Aim of the task: Take all the material and copy it exactly.

Task input:
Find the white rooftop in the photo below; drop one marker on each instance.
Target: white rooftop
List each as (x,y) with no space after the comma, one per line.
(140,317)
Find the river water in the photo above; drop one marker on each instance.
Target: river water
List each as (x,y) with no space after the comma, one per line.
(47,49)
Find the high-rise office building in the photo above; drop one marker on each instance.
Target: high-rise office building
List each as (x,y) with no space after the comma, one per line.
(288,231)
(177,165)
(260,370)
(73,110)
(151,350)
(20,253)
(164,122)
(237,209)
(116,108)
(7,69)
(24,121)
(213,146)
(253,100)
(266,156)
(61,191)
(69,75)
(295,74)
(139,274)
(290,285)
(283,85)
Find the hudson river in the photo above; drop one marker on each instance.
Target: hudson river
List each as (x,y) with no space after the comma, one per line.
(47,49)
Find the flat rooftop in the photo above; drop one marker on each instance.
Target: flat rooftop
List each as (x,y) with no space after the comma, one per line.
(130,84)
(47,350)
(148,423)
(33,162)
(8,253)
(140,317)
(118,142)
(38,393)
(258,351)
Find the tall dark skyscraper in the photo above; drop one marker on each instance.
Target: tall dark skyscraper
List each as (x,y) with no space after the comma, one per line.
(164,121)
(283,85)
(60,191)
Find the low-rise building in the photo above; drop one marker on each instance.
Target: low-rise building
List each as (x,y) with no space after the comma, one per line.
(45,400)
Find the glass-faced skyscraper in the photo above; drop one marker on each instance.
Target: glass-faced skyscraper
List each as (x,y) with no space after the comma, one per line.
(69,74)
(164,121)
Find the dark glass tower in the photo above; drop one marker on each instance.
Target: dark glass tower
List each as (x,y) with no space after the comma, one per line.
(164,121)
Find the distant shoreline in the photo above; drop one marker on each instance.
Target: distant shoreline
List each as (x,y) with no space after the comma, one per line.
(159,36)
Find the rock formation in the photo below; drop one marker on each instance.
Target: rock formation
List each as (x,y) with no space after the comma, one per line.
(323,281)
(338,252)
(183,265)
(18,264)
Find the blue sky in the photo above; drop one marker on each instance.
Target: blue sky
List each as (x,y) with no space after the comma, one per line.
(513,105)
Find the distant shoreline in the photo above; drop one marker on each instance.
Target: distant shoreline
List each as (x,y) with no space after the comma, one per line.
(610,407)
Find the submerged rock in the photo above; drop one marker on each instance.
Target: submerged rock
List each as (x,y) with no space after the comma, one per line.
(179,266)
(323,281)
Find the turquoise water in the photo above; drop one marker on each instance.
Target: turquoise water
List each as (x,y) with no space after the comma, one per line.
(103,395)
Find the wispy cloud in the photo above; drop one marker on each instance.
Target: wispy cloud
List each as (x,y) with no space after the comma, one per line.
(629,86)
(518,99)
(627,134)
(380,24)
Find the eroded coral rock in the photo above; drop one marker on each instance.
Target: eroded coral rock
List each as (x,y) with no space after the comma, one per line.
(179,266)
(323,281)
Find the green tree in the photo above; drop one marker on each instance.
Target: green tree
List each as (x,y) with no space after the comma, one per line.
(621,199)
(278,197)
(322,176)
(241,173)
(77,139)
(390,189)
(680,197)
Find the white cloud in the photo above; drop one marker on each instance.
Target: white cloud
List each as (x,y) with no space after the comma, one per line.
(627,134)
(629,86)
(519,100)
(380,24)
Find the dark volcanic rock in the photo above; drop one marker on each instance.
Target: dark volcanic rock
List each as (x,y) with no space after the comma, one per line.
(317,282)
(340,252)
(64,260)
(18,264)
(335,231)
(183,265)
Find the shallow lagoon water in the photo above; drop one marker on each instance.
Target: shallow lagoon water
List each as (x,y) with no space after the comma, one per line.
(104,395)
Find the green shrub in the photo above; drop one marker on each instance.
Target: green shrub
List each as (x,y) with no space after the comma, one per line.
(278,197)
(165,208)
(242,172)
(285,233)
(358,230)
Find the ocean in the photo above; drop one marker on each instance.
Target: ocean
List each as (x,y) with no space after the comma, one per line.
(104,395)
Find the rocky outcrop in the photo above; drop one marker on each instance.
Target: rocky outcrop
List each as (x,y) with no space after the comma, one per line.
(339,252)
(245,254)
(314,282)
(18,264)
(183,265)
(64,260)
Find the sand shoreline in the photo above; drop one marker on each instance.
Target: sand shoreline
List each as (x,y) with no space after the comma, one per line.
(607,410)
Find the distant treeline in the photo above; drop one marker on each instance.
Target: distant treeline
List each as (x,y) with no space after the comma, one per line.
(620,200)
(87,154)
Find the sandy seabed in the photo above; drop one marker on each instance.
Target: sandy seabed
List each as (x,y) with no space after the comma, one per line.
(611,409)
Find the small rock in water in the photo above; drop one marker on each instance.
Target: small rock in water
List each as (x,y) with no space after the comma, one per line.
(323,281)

Final result:
Find the white rooftop in the photo below; drop one marker on each instance.
Target: white rooftop
List each as (x,y) with no space after the comma, one per line.
(140,317)
Find the river water in the photo above; drop one marker on each instance.
Target: river water
List each as (x,y) with no space after the comma, one per line.
(47,49)
Find the high-rise office building in the photo above; drop one marker on each instance.
Target: high-rise office building
List each as (x,y) with no space after the comma, one per line.
(288,231)
(177,165)
(260,370)
(73,110)
(151,350)
(20,253)
(164,122)
(237,209)
(116,108)
(7,69)
(24,121)
(213,146)
(253,100)
(266,156)
(61,191)
(69,75)
(295,74)
(139,274)
(290,285)
(283,85)
Find the hudson river in the photo above; drop one marker on each instance.
Target: hudson river
List each as (x,y) with no space after the comma, one per line.
(47,49)
Find the flat rooftop in the photo above; drop one marker on each instance.
Target: flat rooftop
List each as (x,y) with no space after the comma, one per line.
(130,84)
(47,350)
(148,423)
(33,162)
(8,253)
(140,317)
(118,142)
(38,393)
(258,351)
Find the tall dark skyscraper in the photo above; drop one marker on each instance.
Target: tall dark skyscraper
List each as (x,y) with no space after the comma, one per line.
(164,121)
(283,85)
(60,191)
Find the low-rise building in the photo above; drop one marker on each instance.
Target: low-rise building
List each as (x,y) with no space after the comma, one per line.
(45,400)
Find the glass-faced skyscraper in the photo above; drop one marker on each instance.
Target: glass-faced skyscraper
List each as (x,y) with no space after the comma, one per line.
(69,74)
(164,121)
Find the dark glass tower in the photo above; drop one marker on each instance.
Target: dark glass tower
List each as (x,y) with no space after the comma, one per line.
(164,121)
Find the distant shoreline in the photo above; drop one marker on each instance.
Target: distant shoreline
List each as (x,y) with no space after the comma, one per line.
(159,36)
Find the rock formation in the photo below; drop one marker on each instance.
Target: rock formation
List each as (x,y) with no space after the comma, one per line.
(323,281)
(338,252)
(183,265)
(18,264)
Find the blue sky in the photo above; drop one marker on each instance.
Target: blue sky
List each as (x,y) with no space after the comma, one per line.
(513,105)
Find the distant shoreline in the photo above; drop one marker on each instance.
Target: distant shoreline
List each as (x,y) with no space after the comma, one per line.
(610,407)
Find the submerged rock in the photo above; drop one marker on each instance.
Target: submerged rock
List each as (x,y) with no space after the comma, one per line.
(179,266)
(323,281)
Find the turquoise water in the photo above; drop one marker on each instance.
Target: turquoise water
List each as (x,y) with no space after the comma, one per line.
(103,395)
Find the wispy cloud in the photo above; drop one marker on each instance.
Target: wispy cloud
List each as (x,y) with no space after the comma, one per line.
(629,86)
(518,99)
(627,134)
(380,24)
Find the eroded coral rock in the photo above; drop one marker on each instance.
Target: eroded coral rock
List each as (x,y) with no space after the comma, one per line.
(179,266)
(323,281)
Find the green tree in the photo above; drop one marker on each instance.
Target: green tree
List each as (x,y) with no space after the comma, one per line.
(621,199)
(278,197)
(322,176)
(241,173)
(77,139)
(390,189)
(680,197)
Find the white cloud in the photo above; drop one marker on each instance.
Target: white cloud
List each as (x,y) with no space after the comma, one per line.
(627,134)
(629,86)
(519,100)
(380,24)
Find the dark volcanic rock in the photo above; drop one marker on each instance.
Target: dark volcanic rock
List each as (x,y) with no space after the comma, one per line.
(317,282)
(340,252)
(64,260)
(18,264)
(335,231)
(183,265)
Find the shallow lagoon water in the photo above; drop one marker on each instance.
Target: shallow lagoon water
List each as (x,y) with no space after the comma, one per line.
(104,395)
Find the green shrub in the photo above; drop one marker on each instance.
Target: green shrub
List each as (x,y) with no space after the comma, one per line.
(278,197)
(165,208)
(242,172)
(285,233)
(358,230)
Find the ocean in the photo above; drop one marker on each instance.
Target: ocean
List each as (x,y) with no space after the comma, one per line.
(104,395)
Find the rocky outcrop in the photo above; drop one marker on each instance.
Target: rocky outcrop
List each as (x,y) with no space after the comma, one per line.
(339,252)
(245,254)
(314,282)
(18,264)
(183,265)
(64,260)
Find the sand shoreline in the photo above; drop one marker on each instance.
Target: sand shoreline
List each as (x,y) with no space after the comma, one per line.
(607,410)
Find the distant treeline in the photo above; drop one marker on each instance.
Target: distant treeline
List each as (x,y) with no space after the comma, one per line.
(620,200)
(87,154)
Find the sandy seabed in the photo above; drop one marker on each instance.
Target: sandy seabed
List each as (x,y) with no space after the comma, one per line.
(611,409)
Find the small rock in water in the photo above; drop one marker on each instance.
Target: small rock in water
List each as (x,y) with no space after the comma, one per line.
(323,281)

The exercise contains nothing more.